Who makes good oil pans for the SBM?

-

gregcon

Well-Known Member
Joined
Dec 20, 2009
Messages
735
Reaction score
819
I'm getting close to needing an oil pan for my R3W7 project. I've spent some time looking around and haven't found anyone that can/will make a pan. This pan will more or less need to be custom, and probably aluminum.

I've found some custom fabbers, but they're not set up to make SBM pans.

Anyone know of a good shop that is up to speed on these? I'd prefer not to make my own...
 
Thanks everyone. I have talked to Charlie's in the past, I did not get the impression they were what I wanted though I can't recall why. Their website is poor....they show a bunch of 4 cylinder stuff under SB Mopar. Might talk to them again, though.

I've heard Stef's is bad. As for Kevco, they look to be steel pans that are made from 'stock' beginnings. I'm not against that but at present aluminum is preferred.

■ THE TASKS ■
a) Which pan makers or shops does the oil pan post name? List every one.
b) Answer these about the oil pan post, one line each:
(i) What project is the pan needed for?
(ii) What material is preferred for the pan at present?
(iii) What does the Charlie's website show under SB Mopar?
c) Carry the oil pan post forward from its last sentence.

■ INFORMATION PROVIDED ■
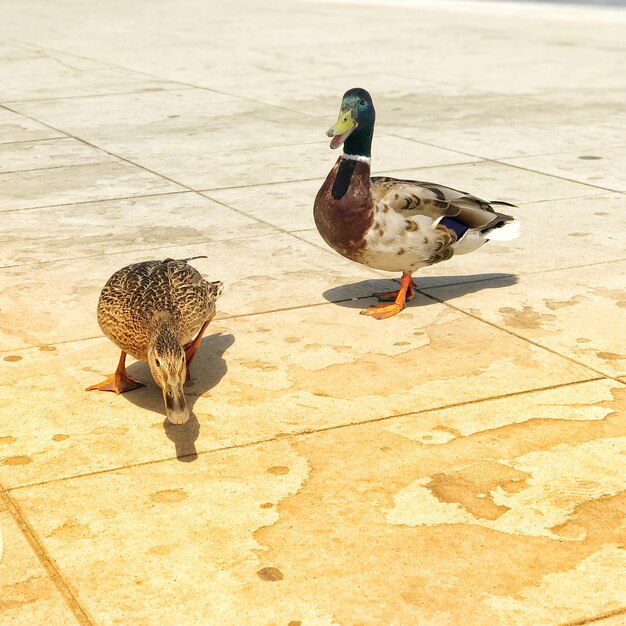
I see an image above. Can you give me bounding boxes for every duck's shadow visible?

■ EXPECTED OUTPUTS ■
a) Charlie's, Stef's, Kevco

b)
(i) The R3W7 project
(ii) Aluminum
(iii) A bunch of 4 cylinder stuff

c)
Can you fit a rear sump pan on whatever this is going in? There was Jeff at Billet Fabrication too. I’ve seen his work. It’s top notch, but I think he may be on the slow side.
 
Yes, it will be an A body. But I probably will use a different than stock k member and also an external pickup. So the pan will need to be fairly different.
 
Yes, it will be an A body. But I probably will use a different than stock k member and also an external pickup. So the pan will need to be fairly different.


Right, but still a rear sump right??? I would never use a box style pan again unless it was a dry sump.
 
Yes, it will be a rear sump by and large. It also needs to be a reasonably shallow sump....I can't handle something that get recontoured by every speed bump.
 
YR...you've got me curious...what do you mean by box pan and why didn't you like it?
 
I'm not sure Charlie's is still in business. He retired, and the phone number no worky.
 
YR...you've got me curious...what do you mean by box pan and why didn't you like it?


A full length box with no sump. You can’t baffle one of them well enough to control the oil using it as a wet sump. The Milodon was better than the Stef’s by a long way, but it still has issues.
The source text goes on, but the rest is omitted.